- **Task requirements**: Copy the records word for word.

Dataset entries:
━━━━━━
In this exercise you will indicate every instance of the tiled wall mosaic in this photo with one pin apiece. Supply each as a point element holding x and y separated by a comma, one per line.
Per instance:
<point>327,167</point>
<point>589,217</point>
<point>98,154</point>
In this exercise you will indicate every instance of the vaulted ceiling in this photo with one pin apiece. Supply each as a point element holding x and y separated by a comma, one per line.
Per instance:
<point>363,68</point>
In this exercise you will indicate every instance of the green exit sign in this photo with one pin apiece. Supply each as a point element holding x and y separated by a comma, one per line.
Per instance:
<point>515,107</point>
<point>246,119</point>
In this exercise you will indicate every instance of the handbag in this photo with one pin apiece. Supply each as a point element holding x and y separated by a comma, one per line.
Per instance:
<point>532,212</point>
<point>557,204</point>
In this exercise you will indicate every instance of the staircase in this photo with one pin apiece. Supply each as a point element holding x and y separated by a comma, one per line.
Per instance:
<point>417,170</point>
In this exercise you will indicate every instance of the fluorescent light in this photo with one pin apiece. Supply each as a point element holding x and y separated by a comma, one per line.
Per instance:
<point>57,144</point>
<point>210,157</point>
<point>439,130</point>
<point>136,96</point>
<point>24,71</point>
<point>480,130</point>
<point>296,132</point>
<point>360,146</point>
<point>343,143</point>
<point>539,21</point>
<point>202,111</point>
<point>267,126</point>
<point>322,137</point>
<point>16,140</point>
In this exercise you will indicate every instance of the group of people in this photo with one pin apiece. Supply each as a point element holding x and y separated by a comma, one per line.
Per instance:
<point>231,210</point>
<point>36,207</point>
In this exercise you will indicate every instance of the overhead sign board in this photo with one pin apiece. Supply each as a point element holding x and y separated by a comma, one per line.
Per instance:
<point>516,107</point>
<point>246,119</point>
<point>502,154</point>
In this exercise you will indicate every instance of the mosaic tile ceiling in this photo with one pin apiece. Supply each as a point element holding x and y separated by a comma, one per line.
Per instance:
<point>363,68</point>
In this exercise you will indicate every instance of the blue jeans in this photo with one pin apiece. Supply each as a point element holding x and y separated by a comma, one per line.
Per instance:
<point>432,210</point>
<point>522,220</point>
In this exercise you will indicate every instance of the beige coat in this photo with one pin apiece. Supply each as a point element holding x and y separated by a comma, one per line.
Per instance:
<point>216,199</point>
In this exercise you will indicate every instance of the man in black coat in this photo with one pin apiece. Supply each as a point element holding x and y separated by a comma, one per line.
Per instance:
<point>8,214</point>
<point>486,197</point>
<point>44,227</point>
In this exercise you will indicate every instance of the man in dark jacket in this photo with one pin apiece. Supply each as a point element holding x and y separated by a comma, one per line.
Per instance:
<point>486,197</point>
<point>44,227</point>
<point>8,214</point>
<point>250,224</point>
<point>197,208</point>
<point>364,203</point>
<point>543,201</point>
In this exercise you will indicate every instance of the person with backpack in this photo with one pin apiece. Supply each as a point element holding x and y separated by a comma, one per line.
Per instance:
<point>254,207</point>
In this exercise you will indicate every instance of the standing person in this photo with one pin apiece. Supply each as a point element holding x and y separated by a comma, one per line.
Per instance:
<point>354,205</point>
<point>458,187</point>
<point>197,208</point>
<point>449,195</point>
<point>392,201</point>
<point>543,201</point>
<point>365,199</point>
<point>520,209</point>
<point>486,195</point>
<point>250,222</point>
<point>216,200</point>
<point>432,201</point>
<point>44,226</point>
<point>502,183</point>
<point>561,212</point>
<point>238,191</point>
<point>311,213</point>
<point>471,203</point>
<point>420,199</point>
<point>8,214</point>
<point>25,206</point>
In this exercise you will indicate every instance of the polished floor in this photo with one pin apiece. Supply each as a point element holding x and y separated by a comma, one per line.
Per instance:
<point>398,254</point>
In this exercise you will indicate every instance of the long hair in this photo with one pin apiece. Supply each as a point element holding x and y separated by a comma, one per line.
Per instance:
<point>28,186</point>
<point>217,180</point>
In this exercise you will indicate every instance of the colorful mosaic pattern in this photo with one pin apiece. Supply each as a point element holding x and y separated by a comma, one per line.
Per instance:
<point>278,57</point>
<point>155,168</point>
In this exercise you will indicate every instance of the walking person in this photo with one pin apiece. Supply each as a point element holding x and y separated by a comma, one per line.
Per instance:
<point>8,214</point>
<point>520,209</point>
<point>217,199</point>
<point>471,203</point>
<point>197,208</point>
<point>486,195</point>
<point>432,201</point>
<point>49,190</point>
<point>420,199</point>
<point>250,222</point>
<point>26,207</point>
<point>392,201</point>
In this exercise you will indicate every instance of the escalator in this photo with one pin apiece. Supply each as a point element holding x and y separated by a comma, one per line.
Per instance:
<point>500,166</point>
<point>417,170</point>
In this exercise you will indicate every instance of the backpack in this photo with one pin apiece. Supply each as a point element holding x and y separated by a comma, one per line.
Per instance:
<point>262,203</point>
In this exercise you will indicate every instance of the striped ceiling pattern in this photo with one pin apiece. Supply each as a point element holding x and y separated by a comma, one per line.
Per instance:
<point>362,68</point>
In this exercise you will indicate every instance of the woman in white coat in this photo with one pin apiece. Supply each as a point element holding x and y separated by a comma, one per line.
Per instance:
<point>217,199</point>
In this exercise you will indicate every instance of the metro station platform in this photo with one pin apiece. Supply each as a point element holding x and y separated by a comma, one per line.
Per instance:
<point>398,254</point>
━━━━━━
- **The completed task**:
In this exercise you will indicate every instance of the tiled wall mosaic in this photo with one pin apiece. Supply each as a point element holding x and y separated by a comma, one per line.
Per instance:
<point>327,167</point>
<point>589,217</point>
<point>98,154</point>
In this exercise you will indicate every instance of the vaulted ceiling in this photo with one pin apiece. Supply each as a point element holding x and y separated by a comma, one per line.
Per instance:
<point>363,68</point>
In this exercise you will indicate every instance of the green exit sign in this photo with one pin apiece. Supply each as a point element holding x and y separated by a comma, one per line.
Per instance:
<point>515,107</point>
<point>246,119</point>
In this exercise you will indicate every instance of the handbag in this photo with one pin apiece. Supply each as a point element holding x and y separated by a comma, one per line.
Per instance:
<point>532,212</point>
<point>557,204</point>
In this exercise you will indicate every instance of the staircase in this photo with one pin apiece. Supply each as a point element holding x and y separated by a comma, one per line.
Per instance:
<point>417,170</point>
In this exercise you will indicate every instance of the fluorescent light in this photo with one pin apiece. Supply each as a point element holding x and y separated by a comma, one per line.
Per instance:
<point>57,144</point>
<point>210,157</point>
<point>439,130</point>
<point>136,96</point>
<point>24,71</point>
<point>480,130</point>
<point>296,132</point>
<point>360,146</point>
<point>343,143</point>
<point>539,21</point>
<point>202,111</point>
<point>267,126</point>
<point>322,137</point>
<point>16,140</point>
In this exercise you will indicate every instance of the group of people in this photo with one pin apiece. Supply each as a point element holding x and y separated by a comma, one per line.
Per instance:
<point>231,210</point>
<point>36,207</point>
In this exercise you will indicate every instance of the overhead sign board in this photo with one pin apiece. Supply each as a point element holding x and y separated by a comma, one per line.
Per instance:
<point>516,107</point>
<point>246,119</point>
<point>502,154</point>
In this exercise you will indicate every instance of the mosaic tile ceiling in this photo with one pin apiece. Supply each as a point element holding x and y separated by a comma, one per line.
Per instance:
<point>363,68</point>
In this exercise you will indicate every instance of the blue jeans in this photo with one pin apiece. Supply each as a point element holding x and y separated by a comma, one per line.
Per instance:
<point>432,210</point>
<point>522,220</point>
In this exercise you will indicate every instance of the beige coat in this photo with one pin apiece. Supply each as a point element holding x and y separated by a comma, one per line.
Per instance:
<point>216,199</point>
In this exercise you will indicate every instance of the man in black coat in this photo with one pin apiece. Supply each as a point element holding x and y separated by a comma, one per line.
Per instance:
<point>8,214</point>
<point>486,197</point>
<point>44,227</point>
In this exercise you will indicate every instance of the man in dark jacket in this photo with one pin apiece. Supply each as a point element holding x and y separated by a comma, one per line.
Per instance:
<point>486,197</point>
<point>44,227</point>
<point>8,214</point>
<point>250,224</point>
<point>197,208</point>
<point>364,203</point>
<point>543,201</point>
In this exercise you will indicate every instance of the person with backpack in this photo with one pin apiece. Supply each as a point element holding x and y separated by a comma, one per line.
Per instance:
<point>254,207</point>
In this exercise you will indicate every instance of the standing person in this photo with one pin apiece. Supply each as a point element holding x and y separated by a comma, one per line.
Per instance:
<point>354,205</point>
<point>458,187</point>
<point>197,208</point>
<point>449,195</point>
<point>392,201</point>
<point>543,201</point>
<point>365,199</point>
<point>520,209</point>
<point>486,195</point>
<point>250,222</point>
<point>216,200</point>
<point>432,201</point>
<point>44,226</point>
<point>502,183</point>
<point>561,212</point>
<point>238,191</point>
<point>311,213</point>
<point>471,203</point>
<point>420,199</point>
<point>8,214</point>
<point>25,206</point>
In this exercise you will indicate every instance of the polished floor in this photo with one pin apiece. Supply each as a point element holding x and y separated by a comma, one per line.
Per instance:
<point>398,254</point>
In this exercise you will indicate every instance of the long hair in this photo with one pin apiece. Supply each as a point element holding x and y separated by a comma, one per line.
Per instance:
<point>28,186</point>
<point>217,180</point>
In this exercise you will indicate every instance of the colorful mosaic pattern in this photo with one pin apiece. Supply each as a point element holding x and y separated by a comma, one per line.
Per instance:
<point>278,57</point>
<point>155,168</point>
In this exercise you will indicate every instance of the walking person in this photo with one pin apiece. Supply each as a point element holding x and y separated by a comma, one per line.
Per instance:
<point>8,214</point>
<point>520,209</point>
<point>217,199</point>
<point>471,203</point>
<point>197,208</point>
<point>486,195</point>
<point>432,201</point>
<point>49,190</point>
<point>420,199</point>
<point>250,222</point>
<point>26,207</point>
<point>392,201</point>
In this exercise you will indicate every instance of the escalator in this photo with one pin apiece. Supply each as a point element holding x and y separated by a comma, one per line.
Per instance:
<point>500,166</point>
<point>417,170</point>
In this exercise you will indicate every instance of the backpack in this photo with one pin apiece. Supply each as a point element holding x and y separated by a comma, one per line.
Per instance:
<point>262,203</point>
In this exercise you will indicate every instance of the striped ceiling pattern in this photo with one pin apiece. Supply each as a point element holding x and y separated by a comma, one per line.
Per instance:
<point>362,68</point>
In this exercise you will indicate every instance of the woman in white coat in this photo with one pin apiece. Supply each as a point element holding x and y separated by a comma, one per line.
Per instance:
<point>217,199</point>
In this exercise you will indicate every instance of the metro station platform in this photo with one pin apiece. Supply each as a point element holding x and y separated by a comma, one per line.
Per instance:
<point>398,254</point>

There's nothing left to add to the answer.